Exercise details → In the material below, the lines from the one containing "Target: rocky outcrop" through the one containing "Target: wispy cloud" are to be given again exactly, ends included, and no others.
= = =
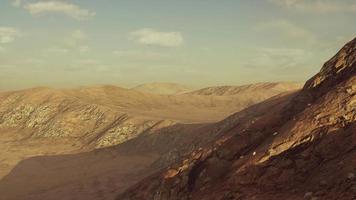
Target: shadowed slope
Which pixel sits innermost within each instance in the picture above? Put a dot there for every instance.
(303, 148)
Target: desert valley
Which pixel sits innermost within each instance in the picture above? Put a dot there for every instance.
(261, 141)
(177, 100)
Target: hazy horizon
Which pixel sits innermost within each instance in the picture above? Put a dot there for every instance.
(82, 43)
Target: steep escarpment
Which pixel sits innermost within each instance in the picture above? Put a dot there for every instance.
(251, 89)
(51, 133)
(300, 146)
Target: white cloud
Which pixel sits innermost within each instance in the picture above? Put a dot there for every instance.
(66, 8)
(8, 34)
(140, 55)
(75, 41)
(56, 49)
(279, 58)
(16, 3)
(287, 29)
(152, 37)
(318, 6)
(83, 49)
(79, 35)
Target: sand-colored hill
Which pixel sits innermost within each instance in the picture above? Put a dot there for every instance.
(300, 146)
(163, 88)
(47, 121)
(303, 136)
(270, 88)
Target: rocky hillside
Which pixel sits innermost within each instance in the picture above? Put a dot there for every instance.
(300, 146)
(47, 121)
(163, 88)
(264, 88)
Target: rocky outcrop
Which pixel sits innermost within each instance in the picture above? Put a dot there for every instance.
(300, 146)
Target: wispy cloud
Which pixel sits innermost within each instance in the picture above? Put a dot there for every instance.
(148, 36)
(140, 55)
(8, 34)
(287, 30)
(75, 41)
(16, 3)
(279, 58)
(61, 7)
(318, 6)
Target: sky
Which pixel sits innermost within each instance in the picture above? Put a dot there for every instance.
(70, 43)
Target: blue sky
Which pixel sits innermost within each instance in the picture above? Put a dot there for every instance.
(67, 43)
= = =
Task answer →
Target: rocky outcrop
Which pixel sits innermost within each instance in the picture above? Put a dot there for every instance.
(300, 146)
Target: wispy cloud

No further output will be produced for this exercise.